TASK TO COMPLETE: From the line with "point: paved path" through the line with "point: dog's hind", inclusive, return each line of the data below exactly and leave the rest out.

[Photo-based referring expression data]
━━━━

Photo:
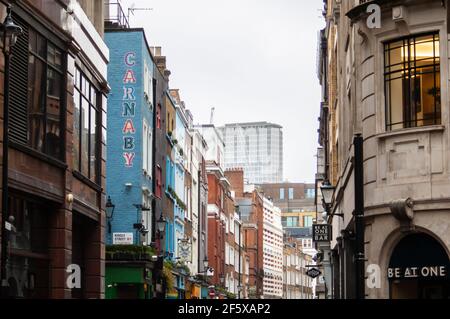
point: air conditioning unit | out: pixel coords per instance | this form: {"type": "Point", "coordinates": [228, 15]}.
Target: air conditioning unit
{"type": "Point", "coordinates": [399, 13]}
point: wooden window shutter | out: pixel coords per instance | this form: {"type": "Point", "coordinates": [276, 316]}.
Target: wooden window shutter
{"type": "Point", "coordinates": [18, 102]}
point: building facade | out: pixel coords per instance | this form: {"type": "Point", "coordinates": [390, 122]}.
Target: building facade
{"type": "Point", "coordinates": [296, 283]}
{"type": "Point", "coordinates": [393, 91]}
{"type": "Point", "coordinates": [135, 174]}
{"type": "Point", "coordinates": [56, 167]}
{"type": "Point", "coordinates": [298, 210]}
{"type": "Point", "coordinates": [257, 148]}
{"type": "Point", "coordinates": [272, 251]}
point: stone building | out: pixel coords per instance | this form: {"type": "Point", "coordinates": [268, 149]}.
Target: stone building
{"type": "Point", "coordinates": [56, 169]}
{"type": "Point", "coordinates": [384, 71]}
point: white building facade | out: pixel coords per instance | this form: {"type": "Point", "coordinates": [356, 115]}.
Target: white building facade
{"type": "Point", "coordinates": [272, 251]}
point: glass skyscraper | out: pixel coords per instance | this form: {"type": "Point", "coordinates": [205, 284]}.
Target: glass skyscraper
{"type": "Point", "coordinates": [257, 148]}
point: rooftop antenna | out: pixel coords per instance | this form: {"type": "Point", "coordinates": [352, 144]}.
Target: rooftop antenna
{"type": "Point", "coordinates": [132, 9]}
{"type": "Point", "coordinates": [211, 121]}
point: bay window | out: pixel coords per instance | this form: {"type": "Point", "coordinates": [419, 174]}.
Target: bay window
{"type": "Point", "coordinates": [37, 84]}
{"type": "Point", "coordinates": [412, 82]}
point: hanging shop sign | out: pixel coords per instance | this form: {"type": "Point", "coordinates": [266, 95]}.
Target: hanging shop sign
{"type": "Point", "coordinates": [321, 233]}
{"type": "Point", "coordinates": [184, 250]}
{"type": "Point", "coordinates": [313, 273]}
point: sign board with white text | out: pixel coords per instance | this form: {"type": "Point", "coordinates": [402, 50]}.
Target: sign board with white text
{"type": "Point", "coordinates": [122, 238]}
{"type": "Point", "coordinates": [321, 233]}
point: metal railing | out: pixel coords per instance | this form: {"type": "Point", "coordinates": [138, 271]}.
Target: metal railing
{"type": "Point", "coordinates": [115, 15]}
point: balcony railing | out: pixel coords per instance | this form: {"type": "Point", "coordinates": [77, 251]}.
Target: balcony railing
{"type": "Point", "coordinates": [115, 16]}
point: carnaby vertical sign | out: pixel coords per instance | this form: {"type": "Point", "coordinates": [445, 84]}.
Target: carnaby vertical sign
{"type": "Point", "coordinates": [129, 108]}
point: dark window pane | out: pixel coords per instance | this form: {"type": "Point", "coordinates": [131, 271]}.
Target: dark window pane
{"type": "Point", "coordinates": [54, 83]}
{"type": "Point", "coordinates": [93, 96]}
{"type": "Point", "coordinates": [53, 127]}
{"type": "Point", "coordinates": [76, 130]}
{"type": "Point", "coordinates": [54, 56]}
{"type": "Point", "coordinates": [85, 137]}
{"type": "Point", "coordinates": [36, 102]}
{"type": "Point", "coordinates": [93, 146]}
{"type": "Point", "coordinates": [37, 44]}
{"type": "Point", "coordinates": [413, 95]}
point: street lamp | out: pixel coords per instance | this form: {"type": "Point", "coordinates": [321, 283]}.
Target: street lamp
{"type": "Point", "coordinates": [109, 212]}
{"type": "Point", "coordinates": [9, 32]}
{"type": "Point", "coordinates": [327, 194]}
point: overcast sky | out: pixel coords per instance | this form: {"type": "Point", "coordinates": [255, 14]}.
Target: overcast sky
{"type": "Point", "coordinates": [253, 60]}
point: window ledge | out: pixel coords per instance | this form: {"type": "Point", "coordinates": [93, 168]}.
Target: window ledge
{"type": "Point", "coordinates": [36, 154]}
{"type": "Point", "coordinates": [413, 130]}
{"type": "Point", "coordinates": [87, 181]}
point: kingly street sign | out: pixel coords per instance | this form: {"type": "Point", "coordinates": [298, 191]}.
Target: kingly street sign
{"type": "Point", "coordinates": [321, 233]}
{"type": "Point", "coordinates": [313, 273]}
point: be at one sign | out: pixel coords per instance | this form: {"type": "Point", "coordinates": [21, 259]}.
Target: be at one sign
{"type": "Point", "coordinates": [321, 233]}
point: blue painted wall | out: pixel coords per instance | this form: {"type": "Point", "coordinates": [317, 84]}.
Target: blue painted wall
{"type": "Point", "coordinates": [128, 54]}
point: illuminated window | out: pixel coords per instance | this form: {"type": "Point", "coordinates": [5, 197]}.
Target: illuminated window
{"type": "Point", "coordinates": [412, 82]}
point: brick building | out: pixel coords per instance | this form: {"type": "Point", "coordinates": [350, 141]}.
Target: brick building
{"type": "Point", "coordinates": [56, 163]}
{"type": "Point", "coordinates": [251, 212]}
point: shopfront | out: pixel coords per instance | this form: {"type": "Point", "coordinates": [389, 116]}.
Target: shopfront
{"type": "Point", "coordinates": [418, 269]}
{"type": "Point", "coordinates": [28, 259]}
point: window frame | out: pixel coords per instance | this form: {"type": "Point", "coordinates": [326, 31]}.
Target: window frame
{"type": "Point", "coordinates": [98, 123]}
{"type": "Point", "coordinates": [410, 42]}
{"type": "Point", "coordinates": [48, 39]}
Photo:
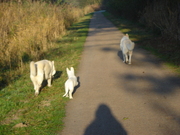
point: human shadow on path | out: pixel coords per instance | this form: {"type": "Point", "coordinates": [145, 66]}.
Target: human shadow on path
{"type": "Point", "coordinates": [105, 123]}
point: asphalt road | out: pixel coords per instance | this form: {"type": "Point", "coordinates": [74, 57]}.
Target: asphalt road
{"type": "Point", "coordinates": [114, 98]}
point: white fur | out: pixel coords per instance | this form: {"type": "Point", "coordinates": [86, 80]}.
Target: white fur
{"type": "Point", "coordinates": [39, 71]}
{"type": "Point", "coordinates": [127, 46]}
{"type": "Point", "coordinates": [70, 83]}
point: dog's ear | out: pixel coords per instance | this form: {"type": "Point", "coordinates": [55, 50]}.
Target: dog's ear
{"type": "Point", "coordinates": [67, 70]}
{"type": "Point", "coordinates": [72, 70]}
{"type": "Point", "coordinates": [127, 35]}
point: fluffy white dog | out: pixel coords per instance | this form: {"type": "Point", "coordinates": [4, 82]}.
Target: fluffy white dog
{"type": "Point", "coordinates": [70, 83]}
{"type": "Point", "coordinates": [39, 71]}
{"type": "Point", "coordinates": [126, 46]}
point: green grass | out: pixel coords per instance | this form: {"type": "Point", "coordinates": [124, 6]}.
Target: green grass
{"type": "Point", "coordinates": [43, 114]}
{"type": "Point", "coordinates": [166, 49]}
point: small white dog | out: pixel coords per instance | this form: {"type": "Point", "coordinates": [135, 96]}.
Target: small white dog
{"type": "Point", "coordinates": [70, 83]}
{"type": "Point", "coordinates": [126, 46]}
{"type": "Point", "coordinates": [39, 71]}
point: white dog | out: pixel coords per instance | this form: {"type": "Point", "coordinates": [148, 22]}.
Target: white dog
{"type": "Point", "coordinates": [70, 83]}
{"type": "Point", "coordinates": [126, 46]}
{"type": "Point", "coordinates": [39, 71]}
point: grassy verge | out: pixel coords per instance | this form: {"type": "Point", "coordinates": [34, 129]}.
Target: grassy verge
{"type": "Point", "coordinates": [23, 113]}
{"type": "Point", "coordinates": [166, 49]}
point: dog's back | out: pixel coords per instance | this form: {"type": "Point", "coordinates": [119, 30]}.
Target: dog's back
{"type": "Point", "coordinates": [33, 69]}
{"type": "Point", "coordinates": [126, 44]}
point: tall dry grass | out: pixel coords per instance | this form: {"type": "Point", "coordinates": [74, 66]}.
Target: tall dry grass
{"type": "Point", "coordinates": [28, 30]}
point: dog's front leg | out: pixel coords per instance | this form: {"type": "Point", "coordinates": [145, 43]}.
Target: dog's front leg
{"type": "Point", "coordinates": [126, 58]}
{"type": "Point", "coordinates": [49, 82]}
{"type": "Point", "coordinates": [70, 93]}
{"type": "Point", "coordinates": [130, 55]}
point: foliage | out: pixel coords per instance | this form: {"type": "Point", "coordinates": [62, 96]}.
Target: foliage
{"type": "Point", "coordinates": [23, 113]}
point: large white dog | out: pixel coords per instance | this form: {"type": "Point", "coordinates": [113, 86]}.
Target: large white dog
{"type": "Point", "coordinates": [39, 71]}
{"type": "Point", "coordinates": [127, 46]}
{"type": "Point", "coordinates": [70, 83]}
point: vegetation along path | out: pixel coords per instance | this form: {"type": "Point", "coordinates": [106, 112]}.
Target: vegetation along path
{"type": "Point", "coordinates": [114, 98]}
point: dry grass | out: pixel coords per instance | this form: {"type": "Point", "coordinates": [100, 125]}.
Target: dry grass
{"type": "Point", "coordinates": [27, 32]}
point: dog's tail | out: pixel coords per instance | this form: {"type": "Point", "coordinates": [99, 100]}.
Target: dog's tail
{"type": "Point", "coordinates": [33, 68]}
{"type": "Point", "coordinates": [130, 46]}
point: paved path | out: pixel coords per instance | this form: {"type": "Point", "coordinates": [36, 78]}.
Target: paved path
{"type": "Point", "coordinates": [120, 99]}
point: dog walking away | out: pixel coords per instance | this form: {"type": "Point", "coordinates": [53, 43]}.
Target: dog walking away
{"type": "Point", "coordinates": [126, 46]}
{"type": "Point", "coordinates": [39, 71]}
{"type": "Point", "coordinates": [70, 83]}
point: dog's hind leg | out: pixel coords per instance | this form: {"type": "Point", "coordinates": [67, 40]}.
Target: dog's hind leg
{"type": "Point", "coordinates": [124, 58]}
{"type": "Point", "coordinates": [49, 82]}
{"type": "Point", "coordinates": [130, 55]}
{"type": "Point", "coordinates": [70, 93]}
{"type": "Point", "coordinates": [66, 91]}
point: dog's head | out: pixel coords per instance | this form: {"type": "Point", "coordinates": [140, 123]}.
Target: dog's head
{"type": "Point", "coordinates": [53, 68]}
{"type": "Point", "coordinates": [70, 72]}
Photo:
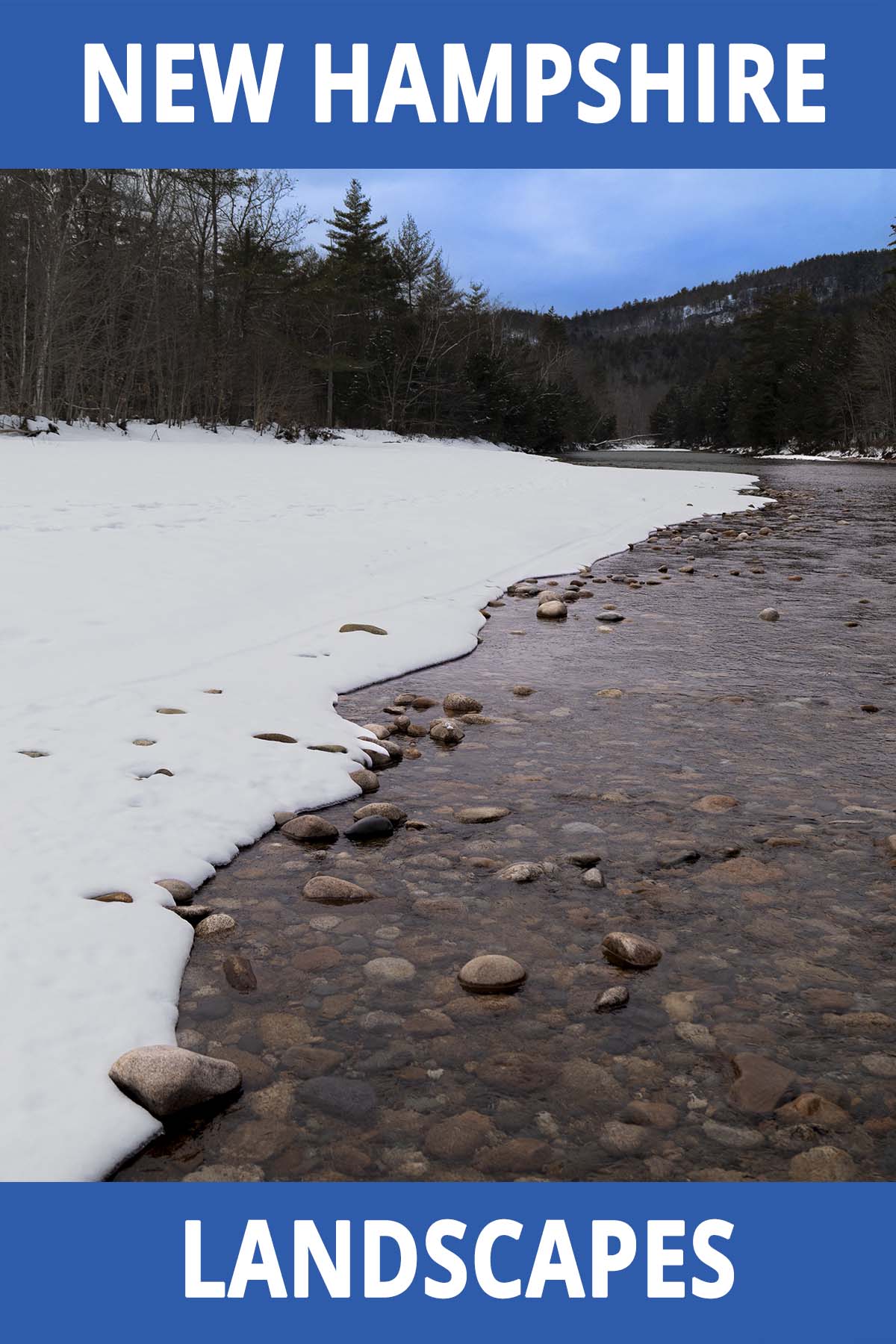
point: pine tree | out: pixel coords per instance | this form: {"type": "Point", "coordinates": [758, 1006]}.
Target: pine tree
{"type": "Point", "coordinates": [411, 257]}
{"type": "Point", "coordinates": [358, 249]}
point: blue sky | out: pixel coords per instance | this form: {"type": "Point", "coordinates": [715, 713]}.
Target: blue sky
{"type": "Point", "coordinates": [593, 238]}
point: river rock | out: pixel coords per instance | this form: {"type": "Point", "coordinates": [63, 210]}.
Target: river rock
{"type": "Point", "coordinates": [813, 1109]}
{"type": "Point", "coordinates": [348, 1098]}
{"type": "Point", "coordinates": [382, 809]}
{"type": "Point", "coordinates": [312, 828]}
{"type": "Point", "coordinates": [458, 1136]}
{"type": "Point", "coordinates": [492, 974]}
{"type": "Point", "coordinates": [390, 971]}
{"type": "Point", "coordinates": [715, 803]}
{"type": "Point", "coordinates": [370, 828]}
{"type": "Point", "coordinates": [447, 732]}
{"type": "Point", "coordinates": [822, 1163]}
{"type": "Point", "coordinates": [520, 873]}
{"type": "Point", "coordinates": [240, 974]}
{"type": "Point", "coordinates": [623, 1140]}
{"type": "Point", "coordinates": [166, 1078]}
{"type": "Point", "coordinates": [630, 949]}
{"type": "Point", "coordinates": [880, 1066]}
{"type": "Point", "coordinates": [335, 892]}
{"type": "Point", "coordinates": [657, 1113]}
{"type": "Point", "coordinates": [181, 892]}
{"type": "Point", "coordinates": [732, 1136]}
{"type": "Point", "coordinates": [215, 927]}
{"type": "Point", "coordinates": [458, 703]}
{"type": "Point", "coordinates": [617, 996]}
{"type": "Point", "coordinates": [759, 1085]}
{"type": "Point", "coordinates": [583, 858]}
{"type": "Point", "coordinates": [481, 816]}
{"type": "Point", "coordinates": [514, 1156]}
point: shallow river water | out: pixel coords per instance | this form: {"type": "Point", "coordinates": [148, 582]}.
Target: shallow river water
{"type": "Point", "coordinates": [735, 779]}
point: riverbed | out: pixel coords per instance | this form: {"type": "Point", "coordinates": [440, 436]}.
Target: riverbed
{"type": "Point", "coordinates": [731, 779]}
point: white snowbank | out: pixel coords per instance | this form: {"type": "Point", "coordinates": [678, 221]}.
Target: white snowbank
{"type": "Point", "coordinates": [141, 571]}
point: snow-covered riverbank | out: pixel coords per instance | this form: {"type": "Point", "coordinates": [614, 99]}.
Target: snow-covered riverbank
{"type": "Point", "coordinates": [144, 571]}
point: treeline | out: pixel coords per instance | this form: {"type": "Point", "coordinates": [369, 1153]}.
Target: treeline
{"type": "Point", "coordinates": [193, 295]}
{"type": "Point", "coordinates": [694, 354]}
{"type": "Point", "coordinates": [794, 376]}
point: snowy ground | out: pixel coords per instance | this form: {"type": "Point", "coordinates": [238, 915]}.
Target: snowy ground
{"type": "Point", "coordinates": [141, 571]}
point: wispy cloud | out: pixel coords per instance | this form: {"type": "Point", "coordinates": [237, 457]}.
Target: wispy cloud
{"type": "Point", "coordinates": [593, 238]}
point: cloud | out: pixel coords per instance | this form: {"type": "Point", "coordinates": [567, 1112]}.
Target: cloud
{"type": "Point", "coordinates": [593, 238]}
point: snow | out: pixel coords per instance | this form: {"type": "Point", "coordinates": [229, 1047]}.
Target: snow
{"type": "Point", "coordinates": [144, 570]}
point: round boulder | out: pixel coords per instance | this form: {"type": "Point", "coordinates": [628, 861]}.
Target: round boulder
{"type": "Point", "coordinates": [311, 828]}
{"type": "Point", "coordinates": [458, 703]}
{"type": "Point", "coordinates": [492, 974]}
{"type": "Point", "coordinates": [335, 892]}
{"type": "Point", "coordinates": [382, 809]}
{"type": "Point", "coordinates": [166, 1078]}
{"type": "Point", "coordinates": [629, 949]}
{"type": "Point", "coordinates": [370, 828]}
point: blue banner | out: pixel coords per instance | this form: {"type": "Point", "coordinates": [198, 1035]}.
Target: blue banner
{"type": "Point", "coordinates": [339, 85]}
{"type": "Point", "coordinates": [448, 1261]}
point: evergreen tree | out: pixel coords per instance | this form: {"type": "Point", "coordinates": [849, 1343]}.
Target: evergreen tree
{"type": "Point", "coordinates": [411, 255]}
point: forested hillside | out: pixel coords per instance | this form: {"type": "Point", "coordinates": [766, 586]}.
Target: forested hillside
{"type": "Point", "coordinates": [179, 295]}
{"type": "Point", "coordinates": [193, 295]}
{"type": "Point", "coordinates": [801, 354]}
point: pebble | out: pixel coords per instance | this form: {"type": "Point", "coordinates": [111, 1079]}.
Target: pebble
{"type": "Point", "coordinates": [629, 949]}
{"type": "Point", "coordinates": [516, 1156]}
{"type": "Point", "coordinates": [623, 1140]}
{"type": "Point", "coordinates": [492, 974]}
{"type": "Point", "coordinates": [312, 828]}
{"type": "Point", "coordinates": [166, 1078]}
{"type": "Point", "coordinates": [181, 892]}
{"type": "Point", "coordinates": [458, 703]}
{"type": "Point", "coordinates": [382, 809]}
{"type": "Point", "coordinates": [214, 925]}
{"type": "Point", "coordinates": [481, 816]}
{"type": "Point", "coordinates": [390, 971]}
{"type": "Point", "coordinates": [593, 878]}
{"type": "Point", "coordinates": [731, 1136]}
{"type": "Point", "coordinates": [335, 892]}
{"type": "Point", "coordinates": [617, 996]}
{"type": "Point", "coordinates": [813, 1109]}
{"type": "Point", "coordinates": [880, 1066]}
{"type": "Point", "coordinates": [447, 732]}
{"type": "Point", "coordinates": [822, 1163]}
{"type": "Point", "coordinates": [583, 859]}
{"type": "Point", "coordinates": [240, 974]}
{"type": "Point", "coordinates": [657, 1113]}
{"type": "Point", "coordinates": [759, 1085]}
{"type": "Point", "coordinates": [348, 1098]}
{"type": "Point", "coordinates": [370, 828]}
{"type": "Point", "coordinates": [520, 873]}
{"type": "Point", "coordinates": [458, 1136]}
{"type": "Point", "coordinates": [715, 803]}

━━━━

ANSWER SECTION:
point: paved path | out: pixel coords per instance | this form: {"type": "Point", "coordinates": [36, 78]}.
Target: paved path
{"type": "Point", "coordinates": [120, 99]}
point: dog walking away | out: pixel coords per instance | this form: {"type": "Point", "coordinates": [53, 43]}.
Target: dog walking away
{"type": "Point", "coordinates": [126, 46]}
{"type": "Point", "coordinates": [39, 71]}
{"type": "Point", "coordinates": [70, 83]}
point: dog's hind leg | out: pixel coords per instance | this form: {"type": "Point", "coordinates": [67, 40]}.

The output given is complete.